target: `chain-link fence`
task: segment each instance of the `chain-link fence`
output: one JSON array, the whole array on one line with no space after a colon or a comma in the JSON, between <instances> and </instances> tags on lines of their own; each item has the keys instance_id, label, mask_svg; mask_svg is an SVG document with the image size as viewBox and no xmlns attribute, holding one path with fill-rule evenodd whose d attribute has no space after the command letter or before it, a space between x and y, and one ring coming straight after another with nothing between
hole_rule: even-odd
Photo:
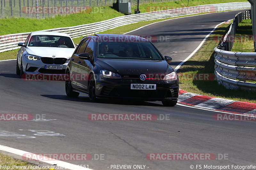
<instances>
[{"instance_id":1,"label":"chain-link fence","mask_svg":"<svg viewBox=\"0 0 256 170\"><path fill-rule=\"evenodd\" d=\"M112 6L116 0L0 0L0 18L5 17L42 18L56 14L66 14L84 11L90 12L91 7ZM122 0L137 5L138 0ZM140 4L161 2L170 0L140 0ZM94 10L95 10L95 9Z\"/></svg>"}]
</instances>

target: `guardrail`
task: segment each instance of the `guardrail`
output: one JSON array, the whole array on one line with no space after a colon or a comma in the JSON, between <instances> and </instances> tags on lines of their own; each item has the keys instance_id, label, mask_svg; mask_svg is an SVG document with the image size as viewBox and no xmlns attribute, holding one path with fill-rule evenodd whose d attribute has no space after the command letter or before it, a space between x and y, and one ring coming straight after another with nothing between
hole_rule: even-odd
<instances>
[{"instance_id":1,"label":"guardrail","mask_svg":"<svg viewBox=\"0 0 256 170\"><path fill-rule=\"evenodd\" d=\"M214 12L251 7L248 2L204 5L178 9L150 12L118 17L105 21L70 27L42 30L68 33L72 38L99 33L121 26L139 22L174 17L205 12ZM30 32L0 36L0 52L19 48L18 42L24 42Z\"/></svg>"},{"instance_id":2,"label":"guardrail","mask_svg":"<svg viewBox=\"0 0 256 170\"><path fill-rule=\"evenodd\" d=\"M214 48L215 75L218 83L227 88L256 90L256 83L246 82L256 81L256 53L230 51L234 41L227 41L229 36L235 37L238 24L250 18L250 13L247 11L236 14L223 41Z\"/></svg>"}]
</instances>

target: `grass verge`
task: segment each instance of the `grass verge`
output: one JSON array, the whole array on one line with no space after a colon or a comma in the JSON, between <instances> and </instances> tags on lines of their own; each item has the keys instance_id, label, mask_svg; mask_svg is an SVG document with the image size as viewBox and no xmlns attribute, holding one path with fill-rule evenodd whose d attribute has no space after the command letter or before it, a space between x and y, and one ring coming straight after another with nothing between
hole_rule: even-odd
<instances>
[{"instance_id":1,"label":"grass verge","mask_svg":"<svg viewBox=\"0 0 256 170\"><path fill-rule=\"evenodd\" d=\"M226 2L246 2L246 0L194 0L190 1L188 5L193 6L199 5ZM187 0L172 1L154 3L140 4L140 9L141 12L149 12L149 8L153 6L186 6ZM133 6L132 10L137 8ZM100 9L99 10L99 9ZM37 19L35 18L8 18L0 19L0 35L27 32L45 29L76 26L86 24L103 21L124 14L117 12L112 7L100 6L92 7L91 11L86 11L67 15L57 15L52 17ZM133 11L132 11L133 12Z\"/></svg>"},{"instance_id":2,"label":"grass verge","mask_svg":"<svg viewBox=\"0 0 256 170\"><path fill-rule=\"evenodd\" d=\"M233 51L254 52L252 20L244 19L238 24L234 40L233 37L228 39L234 41Z\"/></svg>"},{"instance_id":3,"label":"grass verge","mask_svg":"<svg viewBox=\"0 0 256 170\"><path fill-rule=\"evenodd\" d=\"M220 26L212 33L203 47L181 67L179 73L183 75L196 73L214 74L214 47L220 42L218 36L225 35L229 23ZM227 89L219 85L216 80L198 81L187 78L180 79L180 88L192 93L234 100L256 103L256 92L242 90Z\"/></svg>"},{"instance_id":4,"label":"grass verge","mask_svg":"<svg viewBox=\"0 0 256 170\"><path fill-rule=\"evenodd\" d=\"M13 170L46 170L46 169L29 169L28 168L24 168L24 167L25 167L28 168L32 166L32 167L33 167L33 166L35 166L35 165L29 164L19 159L14 159L10 156L4 155L1 153L0 153L0 165L1 165L2 166L3 166L4 167L7 167L8 166L10 166L11 167L11 168L10 169L7 169L7 168L0 169L1 170L11 169L13 165L15 165L16 166L16 168L22 167L21 167L20 166L20 167L19 167L17 166L23 166L23 168L14 168L13 169L12 169Z\"/></svg>"},{"instance_id":5,"label":"grass verge","mask_svg":"<svg viewBox=\"0 0 256 170\"><path fill-rule=\"evenodd\" d=\"M186 15L185 16L192 16L196 15L197 14L191 15ZM143 21L134 24L132 24L129 25L124 26L119 26L113 28L108 30L104 31L99 33L115 33L115 34L123 34L125 33L127 33L129 31L132 31L135 29L140 28L141 26L147 25L150 24L154 23L157 22L164 21L169 19L171 18L180 18L184 16L181 16L177 17L170 17L164 19L156 19L151 21ZM81 39L83 37L81 36L78 38L73 39L73 41L75 44L78 44L81 40ZM17 58L17 52L19 49L16 49L8 51L5 51L1 53L0 55L0 60L8 60L10 59L14 59Z\"/></svg>"},{"instance_id":6,"label":"grass verge","mask_svg":"<svg viewBox=\"0 0 256 170\"><path fill-rule=\"evenodd\" d=\"M144 1L140 1L144 2ZM208 4L220 4L222 3L228 3L230 2L248 2L246 0L192 0L189 1L188 6L187 0L180 0L172 1L169 2L162 2L154 3L152 2L149 3L143 4L139 5L140 11L140 12L152 12L152 11L160 11L168 9L166 8L172 9L175 7L184 7L186 6L193 6L201 5L207 5ZM137 9L136 5L133 5L132 7L132 12L133 12L134 9Z\"/></svg>"}]
</instances>

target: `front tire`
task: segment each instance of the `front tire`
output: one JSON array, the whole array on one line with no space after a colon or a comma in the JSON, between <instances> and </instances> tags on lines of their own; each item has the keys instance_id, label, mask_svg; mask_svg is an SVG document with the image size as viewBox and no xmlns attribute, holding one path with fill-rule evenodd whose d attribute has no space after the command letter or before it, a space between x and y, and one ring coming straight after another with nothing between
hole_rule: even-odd
<instances>
[{"instance_id":1,"label":"front tire","mask_svg":"<svg viewBox=\"0 0 256 170\"><path fill-rule=\"evenodd\" d=\"M92 76L89 81L88 90L89 91L89 99L94 102L97 100L96 98L96 84L94 80L94 76Z\"/></svg>"},{"instance_id":2,"label":"front tire","mask_svg":"<svg viewBox=\"0 0 256 170\"><path fill-rule=\"evenodd\" d=\"M17 57L17 62L16 62L16 74L17 75L20 75L20 68L19 67L18 57Z\"/></svg>"},{"instance_id":3,"label":"front tire","mask_svg":"<svg viewBox=\"0 0 256 170\"><path fill-rule=\"evenodd\" d=\"M69 71L68 71L66 74L70 75L70 72ZM69 77L70 77L70 76L69 76ZM77 97L79 96L79 93L73 91L73 88L71 85L71 80L68 80L68 81L65 82L65 90L67 95L68 96Z\"/></svg>"},{"instance_id":4,"label":"front tire","mask_svg":"<svg viewBox=\"0 0 256 170\"><path fill-rule=\"evenodd\" d=\"M177 104L177 100L163 100L162 101L162 103L164 106L174 106Z\"/></svg>"},{"instance_id":5,"label":"front tire","mask_svg":"<svg viewBox=\"0 0 256 170\"><path fill-rule=\"evenodd\" d=\"M23 65L22 63L22 58L20 60L20 78L22 78L22 75L24 74L24 72L23 71Z\"/></svg>"}]
</instances>

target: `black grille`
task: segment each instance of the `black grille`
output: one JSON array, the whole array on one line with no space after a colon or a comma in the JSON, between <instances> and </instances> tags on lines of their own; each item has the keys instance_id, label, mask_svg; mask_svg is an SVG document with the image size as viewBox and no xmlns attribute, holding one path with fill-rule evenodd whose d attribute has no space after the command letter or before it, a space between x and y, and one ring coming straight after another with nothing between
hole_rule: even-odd
<instances>
[{"instance_id":1,"label":"black grille","mask_svg":"<svg viewBox=\"0 0 256 170\"><path fill-rule=\"evenodd\" d=\"M150 98L178 98L178 89L147 90L131 90L115 88L105 86L101 92L101 94L116 97L141 97Z\"/></svg>"},{"instance_id":2,"label":"black grille","mask_svg":"<svg viewBox=\"0 0 256 170\"><path fill-rule=\"evenodd\" d=\"M30 67L29 68L26 70L26 71L29 71L29 72L33 72L36 71L37 68L36 67Z\"/></svg>"},{"instance_id":3,"label":"black grille","mask_svg":"<svg viewBox=\"0 0 256 170\"><path fill-rule=\"evenodd\" d=\"M66 70L45 69L40 69L38 71L41 73L48 74L65 74Z\"/></svg>"},{"instance_id":4,"label":"black grille","mask_svg":"<svg viewBox=\"0 0 256 170\"><path fill-rule=\"evenodd\" d=\"M178 89L171 89L172 96L172 97L178 97Z\"/></svg>"},{"instance_id":5,"label":"black grille","mask_svg":"<svg viewBox=\"0 0 256 170\"><path fill-rule=\"evenodd\" d=\"M44 63L48 64L63 64L67 61L67 58L65 58L41 57L40 59Z\"/></svg>"}]
</instances>

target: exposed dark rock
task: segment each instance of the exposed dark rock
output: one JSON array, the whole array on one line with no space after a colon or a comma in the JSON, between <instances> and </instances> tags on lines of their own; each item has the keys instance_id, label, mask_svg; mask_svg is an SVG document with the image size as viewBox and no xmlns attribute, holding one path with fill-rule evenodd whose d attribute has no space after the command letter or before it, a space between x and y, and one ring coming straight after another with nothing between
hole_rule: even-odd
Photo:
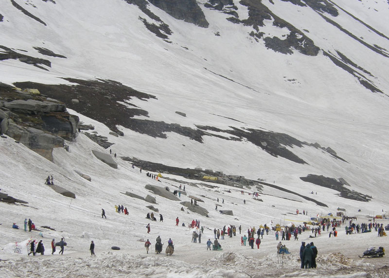
<instances>
[{"instance_id":1,"label":"exposed dark rock","mask_svg":"<svg viewBox=\"0 0 389 278\"><path fill-rule=\"evenodd\" d=\"M39 19L38 18L37 18L36 17L34 16L34 15L33 15L32 14L31 14L31 13L30 13L28 11L27 11L25 9L24 9L23 8L22 8L21 7L21 6L20 6L18 3L15 2L14 1L14 0L11 0L11 2L12 3L12 4L14 5L14 6L15 8L16 8L17 9L18 9L18 10L20 11L22 13L23 13L23 14L24 14L25 15L27 16L28 17L30 17L30 18L31 18L33 19L35 19L35 20L36 20L37 21L39 22L40 23L42 23L44 25L46 26L46 24L44 22L43 22L42 20Z\"/></svg>"},{"instance_id":2,"label":"exposed dark rock","mask_svg":"<svg viewBox=\"0 0 389 278\"><path fill-rule=\"evenodd\" d=\"M166 33L166 30L169 30L169 35L171 35L171 32L170 31L170 29L168 28L166 28L166 24L163 23L161 25L157 25L155 23L149 23L146 19L144 19L143 18L141 18L139 17L139 19L143 22L143 24L144 24L144 26L146 26L146 28L147 28L149 31L151 33L153 33L155 34L155 35L158 37L160 37L161 38L163 39L167 39L169 38L169 37L166 34L163 34L161 31L163 31L164 33Z\"/></svg>"},{"instance_id":3,"label":"exposed dark rock","mask_svg":"<svg viewBox=\"0 0 389 278\"><path fill-rule=\"evenodd\" d=\"M186 206L188 210L190 210L193 212L198 213L200 215L203 216L208 217L208 213L209 213L209 212L204 207L202 207L198 205L193 205L190 202L181 202L180 203L180 204L184 206Z\"/></svg>"},{"instance_id":4,"label":"exposed dark rock","mask_svg":"<svg viewBox=\"0 0 389 278\"><path fill-rule=\"evenodd\" d=\"M140 196L139 195L137 195L136 194L134 194L132 192L129 192L128 191L125 191L125 193L123 193L123 194L124 194L124 195L126 195L127 196L129 196L130 197L132 197L132 198L136 198L136 199L139 199L140 200L142 200L144 201L144 198L143 197L142 197L142 196ZM150 203L150 202L149 202L149 203ZM156 203L153 203L153 204L156 204Z\"/></svg>"},{"instance_id":5,"label":"exposed dark rock","mask_svg":"<svg viewBox=\"0 0 389 278\"><path fill-rule=\"evenodd\" d=\"M144 201L151 204L157 204L157 200L155 197L148 194L144 198Z\"/></svg>"},{"instance_id":6,"label":"exposed dark rock","mask_svg":"<svg viewBox=\"0 0 389 278\"><path fill-rule=\"evenodd\" d=\"M48 186L53 189L56 192L59 193L65 197L68 197L73 199L75 199L76 198L76 195L74 193L65 189L62 187L60 186L59 185L50 185Z\"/></svg>"},{"instance_id":7,"label":"exposed dark rock","mask_svg":"<svg viewBox=\"0 0 389 278\"><path fill-rule=\"evenodd\" d=\"M37 50L38 52L40 53L41 54L43 54L43 55L46 55L46 56L51 56L52 57L58 57L59 58L67 58L67 57L64 56L63 55L61 55L60 54L56 54L52 51L51 50L49 50L47 48L44 48L43 47L38 47L37 46L34 46L34 49Z\"/></svg>"},{"instance_id":8,"label":"exposed dark rock","mask_svg":"<svg viewBox=\"0 0 389 278\"><path fill-rule=\"evenodd\" d=\"M259 33L260 27L264 26L265 19L274 20L273 25L280 28L286 27L290 33L285 39L282 40L277 37L265 37L264 38L266 47L275 51L284 54L291 54L292 49L296 49L305 55L316 56L318 53L319 48L315 45L313 41L308 37L303 32L293 25L281 19L270 11L261 1L255 0L241 0L240 3L248 7L248 18L241 19L238 23L243 23L246 26L252 26L255 33L253 37L256 38L262 37ZM230 19L229 19L231 21Z\"/></svg>"},{"instance_id":9,"label":"exposed dark rock","mask_svg":"<svg viewBox=\"0 0 389 278\"><path fill-rule=\"evenodd\" d=\"M374 85L374 83L371 80L368 79L361 74L357 72L355 70L353 69L351 67L348 65L346 64L346 63L344 62L343 61L341 61L340 59L336 57L334 55L333 55L331 54L331 53L327 53L326 51L323 51L323 54L325 56L327 56L332 61L333 63L335 64L336 66L343 69L349 74L351 74L354 77L356 78L359 81L359 83L362 85L363 87L371 91L372 92L377 92L377 93L384 93L383 92L380 90L379 89L375 87Z\"/></svg>"},{"instance_id":10,"label":"exposed dark rock","mask_svg":"<svg viewBox=\"0 0 389 278\"><path fill-rule=\"evenodd\" d=\"M183 117L186 117L186 114L183 113L183 112L180 112L179 111L176 111L176 114L178 114L180 116L182 116Z\"/></svg>"},{"instance_id":11,"label":"exposed dark rock","mask_svg":"<svg viewBox=\"0 0 389 278\"><path fill-rule=\"evenodd\" d=\"M175 195L170 191L167 190L164 187L153 185L146 185L144 187L148 190L153 191L155 194L163 198L171 200L172 201L180 201L178 197Z\"/></svg>"},{"instance_id":12,"label":"exposed dark rock","mask_svg":"<svg viewBox=\"0 0 389 278\"><path fill-rule=\"evenodd\" d=\"M88 181L89 182L92 181L92 178L89 176L88 176L86 174L83 174L83 173L81 173L81 172L80 172L79 171L77 171L77 170L74 170L74 172L78 174L81 177L85 179L87 181Z\"/></svg>"},{"instance_id":13,"label":"exposed dark rock","mask_svg":"<svg viewBox=\"0 0 389 278\"><path fill-rule=\"evenodd\" d=\"M226 215L232 215L233 216L234 215L232 211L230 210L220 210L219 211L220 211L220 213L222 214L225 214Z\"/></svg>"},{"instance_id":14,"label":"exposed dark rock","mask_svg":"<svg viewBox=\"0 0 389 278\"><path fill-rule=\"evenodd\" d=\"M158 208L154 207L154 206L153 205L146 205L146 207L147 207L149 209L151 209L151 210L155 211L156 212L159 212L159 211Z\"/></svg>"},{"instance_id":15,"label":"exposed dark rock","mask_svg":"<svg viewBox=\"0 0 389 278\"><path fill-rule=\"evenodd\" d=\"M0 60L7 60L8 59L18 59L20 62L25 63L26 64L34 65L35 67L37 67L40 69L43 69L45 70L48 70L47 69L44 68L39 65L44 65L49 67L51 67L52 63L48 60L45 59L41 59L40 58L35 58L28 56L25 54L22 54L18 53L16 51L12 50L10 48L0 45L0 48L2 48L4 51L2 51L0 53Z\"/></svg>"},{"instance_id":16,"label":"exposed dark rock","mask_svg":"<svg viewBox=\"0 0 389 278\"><path fill-rule=\"evenodd\" d=\"M209 25L195 0L149 0L149 1L177 19L204 28L208 28Z\"/></svg>"},{"instance_id":17,"label":"exposed dark rock","mask_svg":"<svg viewBox=\"0 0 389 278\"><path fill-rule=\"evenodd\" d=\"M302 198L304 198L304 199L305 199L307 201L310 201L311 202L315 203L316 204L317 204L318 205L320 205L321 206L325 206L326 207L328 207L328 205L327 205L326 204L324 204L323 203L321 203L321 202L319 202L318 201L316 201L314 199L313 199L313 198L309 198L309 197L307 197L306 196L302 195L301 195L300 194L296 193L295 192L293 192L293 191L289 190L288 189L284 188L282 187L281 186L279 186L276 185L273 185L273 184L269 184L268 183L265 183L265 182L258 182L259 183L260 183L261 184L262 184L262 185L266 185L266 186L269 186L269 187L272 187L273 188L275 188L276 189L278 189L279 190L281 190L282 191L287 192L288 193L291 193L291 194L298 196L299 197L302 197ZM288 200L290 200L290 199L288 199ZM292 200L292 201L296 201L296 200Z\"/></svg>"},{"instance_id":18,"label":"exposed dark rock","mask_svg":"<svg viewBox=\"0 0 389 278\"><path fill-rule=\"evenodd\" d=\"M9 196L7 194L3 193L0 193L0 202L8 203L8 204L15 204L16 203L18 203L20 204L28 204L28 202L27 202L25 201L15 198Z\"/></svg>"},{"instance_id":19,"label":"exposed dark rock","mask_svg":"<svg viewBox=\"0 0 389 278\"><path fill-rule=\"evenodd\" d=\"M92 150L92 152L96 157L103 161L103 162L106 164L108 165L115 169L118 168L118 164L115 162L111 155L107 153L104 153L104 152L101 152L94 149Z\"/></svg>"},{"instance_id":20,"label":"exposed dark rock","mask_svg":"<svg viewBox=\"0 0 389 278\"><path fill-rule=\"evenodd\" d=\"M291 3L301 7L309 6L313 10L318 12L324 12L330 14L333 17L337 17L339 12L334 7L333 2L327 0L318 1L317 0L304 0L302 2L301 0L281 0L284 2ZM331 3L330 2L331 2Z\"/></svg>"},{"instance_id":21,"label":"exposed dark rock","mask_svg":"<svg viewBox=\"0 0 389 278\"><path fill-rule=\"evenodd\" d=\"M136 91L112 80L85 80L73 78L66 78L66 80L77 85L47 85L33 82L15 84L21 88L37 89L41 93L60 100L67 107L104 123L119 135L123 134L123 132L118 130L117 126L138 131L139 127L136 126L138 121L141 120L133 121L131 118L134 116L148 115L147 111L131 104L131 98L137 97L142 100L156 98L154 96ZM104 97L107 95L112 98ZM80 101L78 104L71 102L74 98ZM120 104L118 102L125 102L127 105ZM128 106L132 107L128 107ZM146 125L147 124L145 124L141 128L144 130L142 133L147 134L148 130L152 131Z\"/></svg>"},{"instance_id":22,"label":"exposed dark rock","mask_svg":"<svg viewBox=\"0 0 389 278\"><path fill-rule=\"evenodd\" d=\"M361 202L369 202L371 199L370 196L345 187L344 186L345 184L349 186L350 185L344 183L345 181L344 179L336 180L333 178L328 178L322 175L312 174L309 174L306 177L300 177L300 179L304 182L339 191L339 196L346 199Z\"/></svg>"}]
</instances>

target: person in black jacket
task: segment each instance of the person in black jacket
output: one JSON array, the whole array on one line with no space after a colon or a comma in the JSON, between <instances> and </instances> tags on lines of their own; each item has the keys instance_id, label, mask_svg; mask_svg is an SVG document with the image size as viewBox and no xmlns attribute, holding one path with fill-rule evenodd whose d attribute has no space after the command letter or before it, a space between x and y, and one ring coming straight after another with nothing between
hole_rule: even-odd
<instances>
[{"instance_id":1,"label":"person in black jacket","mask_svg":"<svg viewBox=\"0 0 389 278\"><path fill-rule=\"evenodd\" d=\"M94 255L94 243L93 241L90 242L90 246L89 247L89 250L90 251L90 256Z\"/></svg>"},{"instance_id":2,"label":"person in black jacket","mask_svg":"<svg viewBox=\"0 0 389 278\"><path fill-rule=\"evenodd\" d=\"M312 262L311 263L312 268L316 268L316 257L318 256L318 248L313 244L313 242L311 242L311 249L313 251L312 255Z\"/></svg>"},{"instance_id":3,"label":"person in black jacket","mask_svg":"<svg viewBox=\"0 0 389 278\"><path fill-rule=\"evenodd\" d=\"M38 242L38 246L36 246L36 251L35 253L40 253L40 255L45 255L45 247L43 246L43 243L41 240Z\"/></svg>"},{"instance_id":4,"label":"person in black jacket","mask_svg":"<svg viewBox=\"0 0 389 278\"><path fill-rule=\"evenodd\" d=\"M305 242L302 241L301 243L301 246L300 247L300 259L301 259L301 268L304 268L304 258L302 257L302 253L304 252L304 249L305 249Z\"/></svg>"},{"instance_id":5,"label":"person in black jacket","mask_svg":"<svg viewBox=\"0 0 389 278\"><path fill-rule=\"evenodd\" d=\"M312 257L313 251L311 249L311 245L308 243L302 252L302 258L305 268L311 268L312 267Z\"/></svg>"}]
</instances>

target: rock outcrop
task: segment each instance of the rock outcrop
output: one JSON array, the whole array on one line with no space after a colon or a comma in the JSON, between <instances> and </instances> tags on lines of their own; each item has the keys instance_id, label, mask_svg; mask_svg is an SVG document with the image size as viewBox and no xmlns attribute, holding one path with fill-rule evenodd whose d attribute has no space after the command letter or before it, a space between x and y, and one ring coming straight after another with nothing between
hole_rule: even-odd
<instances>
[{"instance_id":1,"label":"rock outcrop","mask_svg":"<svg viewBox=\"0 0 389 278\"><path fill-rule=\"evenodd\" d=\"M92 150L92 152L97 159L115 169L118 168L118 164L112 158L112 157L107 153L101 152L97 150Z\"/></svg>"},{"instance_id":2,"label":"rock outcrop","mask_svg":"<svg viewBox=\"0 0 389 278\"><path fill-rule=\"evenodd\" d=\"M60 186L59 185L49 185L49 186L50 186L50 188L52 188L56 192L59 193L65 197L72 198L73 199L75 199L76 198L76 195L74 193Z\"/></svg>"},{"instance_id":3,"label":"rock outcrop","mask_svg":"<svg viewBox=\"0 0 389 278\"><path fill-rule=\"evenodd\" d=\"M172 201L180 201L178 198L164 187L161 187L152 185L146 185L144 186L146 189L153 191L155 194Z\"/></svg>"},{"instance_id":4,"label":"rock outcrop","mask_svg":"<svg viewBox=\"0 0 389 278\"><path fill-rule=\"evenodd\" d=\"M192 205L190 202L181 202L180 204L184 206L186 206L188 210L190 210L193 212L198 213L200 215L203 216L208 217L208 213L209 213L209 212L204 207L202 207L199 205Z\"/></svg>"}]
</instances>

────────────────────

- [Problem to work on] List every line in the data above that contains the word "segment", reproducing each such line in full.

- [Task output]
task: segment each instance of the `chain-link fence`
task: segment each instance of the `guardrail`
task: segment each instance of the `grass verge`
task: segment each instance of the `front tire`
task: segment each instance of the `black grille`
task: segment each instance of the exposed dark rock
task: segment each instance of the person in black jacket
task: segment each instance of the rock outcrop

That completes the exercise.